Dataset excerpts

* * * *

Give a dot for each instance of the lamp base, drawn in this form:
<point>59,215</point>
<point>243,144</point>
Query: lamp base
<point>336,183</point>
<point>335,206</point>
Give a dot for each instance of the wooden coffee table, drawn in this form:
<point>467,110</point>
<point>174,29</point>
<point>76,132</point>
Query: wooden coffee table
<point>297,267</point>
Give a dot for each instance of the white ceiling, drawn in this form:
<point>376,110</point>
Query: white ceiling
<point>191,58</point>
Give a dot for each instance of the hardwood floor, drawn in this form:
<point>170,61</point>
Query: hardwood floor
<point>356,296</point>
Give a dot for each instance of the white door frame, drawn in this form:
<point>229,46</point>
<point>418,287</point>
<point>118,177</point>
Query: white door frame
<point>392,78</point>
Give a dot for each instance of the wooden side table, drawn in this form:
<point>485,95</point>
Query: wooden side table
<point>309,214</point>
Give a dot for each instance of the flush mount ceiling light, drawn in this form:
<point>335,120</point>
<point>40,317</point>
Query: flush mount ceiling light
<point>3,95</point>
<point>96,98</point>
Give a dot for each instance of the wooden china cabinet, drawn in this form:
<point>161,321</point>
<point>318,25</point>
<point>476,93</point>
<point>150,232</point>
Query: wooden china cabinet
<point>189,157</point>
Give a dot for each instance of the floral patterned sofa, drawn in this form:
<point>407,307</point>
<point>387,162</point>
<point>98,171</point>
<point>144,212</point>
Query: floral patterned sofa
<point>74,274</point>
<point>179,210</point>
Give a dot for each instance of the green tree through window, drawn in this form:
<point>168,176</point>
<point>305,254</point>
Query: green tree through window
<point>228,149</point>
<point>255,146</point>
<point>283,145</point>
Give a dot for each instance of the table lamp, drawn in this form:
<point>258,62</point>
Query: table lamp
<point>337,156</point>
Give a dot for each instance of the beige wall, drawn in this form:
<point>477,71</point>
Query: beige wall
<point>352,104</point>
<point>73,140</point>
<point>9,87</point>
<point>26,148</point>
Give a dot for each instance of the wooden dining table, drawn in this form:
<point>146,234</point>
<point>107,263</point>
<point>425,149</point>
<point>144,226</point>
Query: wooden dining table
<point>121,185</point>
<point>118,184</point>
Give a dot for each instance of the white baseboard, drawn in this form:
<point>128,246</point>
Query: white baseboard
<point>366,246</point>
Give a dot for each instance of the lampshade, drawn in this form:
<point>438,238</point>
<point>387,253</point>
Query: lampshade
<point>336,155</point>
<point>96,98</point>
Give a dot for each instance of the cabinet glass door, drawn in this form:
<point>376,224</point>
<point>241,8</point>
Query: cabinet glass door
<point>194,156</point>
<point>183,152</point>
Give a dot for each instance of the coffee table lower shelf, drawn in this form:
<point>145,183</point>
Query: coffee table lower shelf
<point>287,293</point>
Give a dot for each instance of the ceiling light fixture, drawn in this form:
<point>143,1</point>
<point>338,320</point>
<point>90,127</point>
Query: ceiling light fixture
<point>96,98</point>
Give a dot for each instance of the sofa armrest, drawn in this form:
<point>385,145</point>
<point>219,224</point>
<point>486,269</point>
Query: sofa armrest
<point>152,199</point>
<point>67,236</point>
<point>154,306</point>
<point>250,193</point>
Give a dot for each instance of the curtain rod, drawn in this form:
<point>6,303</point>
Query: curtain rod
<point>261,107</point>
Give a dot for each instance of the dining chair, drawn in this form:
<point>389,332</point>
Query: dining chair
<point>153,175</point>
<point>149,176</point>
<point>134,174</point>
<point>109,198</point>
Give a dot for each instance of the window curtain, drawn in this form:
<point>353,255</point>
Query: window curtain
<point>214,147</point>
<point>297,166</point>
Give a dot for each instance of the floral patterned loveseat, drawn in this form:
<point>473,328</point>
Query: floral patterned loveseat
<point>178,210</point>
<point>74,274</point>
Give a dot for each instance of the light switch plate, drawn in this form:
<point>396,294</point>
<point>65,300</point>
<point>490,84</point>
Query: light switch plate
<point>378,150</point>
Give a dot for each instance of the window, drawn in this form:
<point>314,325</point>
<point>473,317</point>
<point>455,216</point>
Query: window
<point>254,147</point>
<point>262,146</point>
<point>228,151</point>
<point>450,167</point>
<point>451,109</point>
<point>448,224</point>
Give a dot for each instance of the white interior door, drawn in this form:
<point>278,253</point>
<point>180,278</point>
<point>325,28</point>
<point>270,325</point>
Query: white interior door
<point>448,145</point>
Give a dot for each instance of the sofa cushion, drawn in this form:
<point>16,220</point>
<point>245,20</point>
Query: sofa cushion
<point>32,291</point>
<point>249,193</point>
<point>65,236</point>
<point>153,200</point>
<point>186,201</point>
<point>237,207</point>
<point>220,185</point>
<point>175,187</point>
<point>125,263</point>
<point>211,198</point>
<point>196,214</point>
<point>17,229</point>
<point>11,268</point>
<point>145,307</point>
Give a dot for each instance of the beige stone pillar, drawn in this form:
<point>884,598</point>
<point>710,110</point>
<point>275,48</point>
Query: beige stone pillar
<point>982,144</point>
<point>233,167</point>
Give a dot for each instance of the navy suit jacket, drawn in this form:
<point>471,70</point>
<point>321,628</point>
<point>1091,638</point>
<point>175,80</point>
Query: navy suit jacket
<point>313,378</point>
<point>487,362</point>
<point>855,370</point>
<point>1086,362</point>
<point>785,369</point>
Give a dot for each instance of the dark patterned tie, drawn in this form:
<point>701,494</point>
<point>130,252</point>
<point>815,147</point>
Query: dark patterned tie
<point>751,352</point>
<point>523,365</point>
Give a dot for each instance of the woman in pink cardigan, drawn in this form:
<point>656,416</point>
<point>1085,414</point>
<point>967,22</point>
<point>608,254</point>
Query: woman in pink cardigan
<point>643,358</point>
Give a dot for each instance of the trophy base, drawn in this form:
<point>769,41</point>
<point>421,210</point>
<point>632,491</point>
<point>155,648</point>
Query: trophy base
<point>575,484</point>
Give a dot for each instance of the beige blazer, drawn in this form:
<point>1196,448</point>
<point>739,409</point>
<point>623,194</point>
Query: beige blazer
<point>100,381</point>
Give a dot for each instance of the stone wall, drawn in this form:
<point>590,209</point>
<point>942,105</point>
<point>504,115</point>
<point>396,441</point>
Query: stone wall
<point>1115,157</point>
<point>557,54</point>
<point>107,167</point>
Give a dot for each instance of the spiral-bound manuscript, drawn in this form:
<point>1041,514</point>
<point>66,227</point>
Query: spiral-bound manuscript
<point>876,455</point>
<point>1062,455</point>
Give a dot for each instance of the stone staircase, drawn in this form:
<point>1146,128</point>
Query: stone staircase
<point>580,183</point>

* * * *

The task requires an exact copy of all the lines above.

Give a dot for each instance of the lamp base, drawn in this form:
<point>59,215</point>
<point>243,144</point>
Query: lamp base
<point>336,183</point>
<point>335,206</point>
Give a dot for each instance of the wooden coffee table, drawn in this form:
<point>467,110</point>
<point>174,29</point>
<point>76,132</point>
Query: wooden coffee table
<point>297,267</point>
Give a dot for each instance of the white ceiling, drawn in this form:
<point>376,110</point>
Query: white ceiling
<point>191,58</point>
Give a dot for each instance of the hardwood floor, drawn in this form:
<point>170,61</point>
Query: hardwood floor
<point>356,296</point>
Give a dot for each instance of the white door frame, drawn in this form:
<point>229,46</point>
<point>418,287</point>
<point>118,177</point>
Query: white door frame
<point>392,78</point>
Give a dot for each instance of the wooden side table, drawn in this form:
<point>485,95</point>
Query: wooden side table
<point>309,214</point>
Give a dot for each instance of the flush mount ceiling light, drawn in this form:
<point>335,120</point>
<point>40,317</point>
Query: flush mount ceiling light
<point>3,95</point>
<point>96,98</point>
Give a dot for each instance of the wooden china cabinet, drawn in this form:
<point>161,321</point>
<point>318,25</point>
<point>476,93</point>
<point>150,232</point>
Query: wooden china cabinet
<point>189,157</point>
Give a dot for each instance of the floral patterned sofa, drawn in this form:
<point>407,307</point>
<point>387,162</point>
<point>98,171</point>
<point>144,212</point>
Query: floral patterned sofa
<point>74,274</point>
<point>179,210</point>
Give a dot for each instance of the green tree through window, drawn in this form:
<point>168,176</point>
<point>305,254</point>
Query: green tree through window
<point>228,149</point>
<point>255,146</point>
<point>283,145</point>
Give a dot for each instance of the table lamp, drawn in this form:
<point>258,62</point>
Query: table lamp
<point>337,156</point>
Give a dot for each instance of the beige wall, drawn in this form:
<point>477,71</point>
Query: beige wall
<point>352,104</point>
<point>73,140</point>
<point>9,87</point>
<point>26,148</point>
Give a dot for each instance of the wooden dining table, drawn in this form:
<point>146,234</point>
<point>107,263</point>
<point>425,149</point>
<point>144,226</point>
Query: wooden dining table
<point>121,185</point>
<point>118,184</point>
Give a dot for each instance of the white baseboard, drawn in this form:
<point>128,246</point>
Query: white baseboard
<point>366,246</point>
Give a dot for each instance of the lampshade, drawn in this form:
<point>438,238</point>
<point>387,253</point>
Query: lampshade
<point>336,155</point>
<point>96,98</point>
Give a dot for each instance of the cabinet glass door, drawn in this form:
<point>376,224</point>
<point>241,8</point>
Query: cabinet glass door
<point>194,156</point>
<point>183,152</point>
Give a dot for each instance of the coffee table lower shelf, drawn in this form:
<point>145,183</point>
Query: coffee table lower shelf
<point>287,293</point>
Give a dot for each instance of the ceiling light fixture, drawn in this form:
<point>143,1</point>
<point>338,320</point>
<point>90,127</point>
Query: ceiling light fixture
<point>96,98</point>
Give a dot for each instance of the sofa armrest, drawn in this form:
<point>385,145</point>
<point>219,224</point>
<point>486,269</point>
Query: sofa armrest
<point>152,199</point>
<point>67,236</point>
<point>154,306</point>
<point>250,193</point>
Give a dot for each instance of the curtain rod, drawn in this form:
<point>6,303</point>
Query: curtain rod
<point>261,107</point>
Give a dot for each instance of the dining chair, drawn in this form:
<point>389,332</point>
Query: dining chair
<point>153,175</point>
<point>149,176</point>
<point>134,174</point>
<point>109,198</point>
Give a dot for each instance of the window curtain, drawn in this form:
<point>353,255</point>
Query: window curtain
<point>214,147</point>
<point>297,166</point>
Give a dot for each instance of the floral patterned loveseat, drawn in this form:
<point>473,328</point>
Query: floral patterned loveseat
<point>178,210</point>
<point>74,274</point>
Give a dot for each instance of the light switch plate, drawn in this form:
<point>396,294</point>
<point>65,300</point>
<point>490,84</point>
Query: light switch plate
<point>378,150</point>
Give a dot for each instance of the window, drawn in this form:
<point>314,325</point>
<point>473,317</point>
<point>455,216</point>
Query: window
<point>254,147</point>
<point>262,146</point>
<point>228,151</point>
<point>450,167</point>
<point>451,109</point>
<point>448,224</point>
Give a dot for each instance of the white interior door, drawn in this form:
<point>278,253</point>
<point>180,278</point>
<point>325,28</point>
<point>270,325</point>
Query: white interior door
<point>448,145</point>
Give a dot for each instance of the sofa cushion, drawn in this form:
<point>16,220</point>
<point>245,20</point>
Query: sofa cushion
<point>32,291</point>
<point>249,193</point>
<point>65,236</point>
<point>153,200</point>
<point>186,201</point>
<point>237,207</point>
<point>220,185</point>
<point>175,187</point>
<point>125,263</point>
<point>211,198</point>
<point>196,214</point>
<point>17,229</point>
<point>11,268</point>
<point>145,307</point>
Give a dot for each instance of the beige stone pillar, drawn in this form:
<point>884,598</point>
<point>710,110</point>
<point>275,48</point>
Query: beige stone pillar
<point>982,144</point>
<point>233,167</point>
Give a dot for each instance of the navy suit jacket, drawn in this form:
<point>471,70</point>
<point>321,628</point>
<point>1091,638</point>
<point>175,80</point>
Query: navy suit jacket
<point>313,378</point>
<point>487,362</point>
<point>855,370</point>
<point>1086,362</point>
<point>785,369</point>
Give a dot for each instance of the dark patterned tie, drawn in this form:
<point>701,494</point>
<point>130,252</point>
<point>815,147</point>
Query: dark patterned tie
<point>751,352</point>
<point>523,365</point>
Give a dot for each instance of the woman in pink cardigan, drawn in this form:
<point>656,416</point>
<point>1085,414</point>
<point>967,22</point>
<point>608,254</point>
Query: woman in pink cardigan
<point>643,358</point>
Give a dot for each instance of the trophy base, drawn in this form:
<point>769,41</point>
<point>421,210</point>
<point>632,491</point>
<point>155,648</point>
Query: trophy base
<point>575,484</point>
Give a dot for each instance of the beige blazer, drawn in this form:
<point>1196,448</point>
<point>739,409</point>
<point>623,194</point>
Query: beige blazer
<point>100,381</point>
Give a dot for each instance of the stone wall, drawn in this form:
<point>590,209</point>
<point>942,105</point>
<point>504,115</point>
<point>396,441</point>
Query: stone wall
<point>1115,157</point>
<point>557,54</point>
<point>107,167</point>
Give a dot for each instance of the spiral-bound manuscript, drawn in this form:
<point>1041,514</point>
<point>66,227</point>
Query: spiral-bound manuscript
<point>876,455</point>
<point>1062,455</point>
Give a dot for each instance of the stone staircase, drawn in this form:
<point>1146,128</point>
Query: stone staircase
<point>580,183</point>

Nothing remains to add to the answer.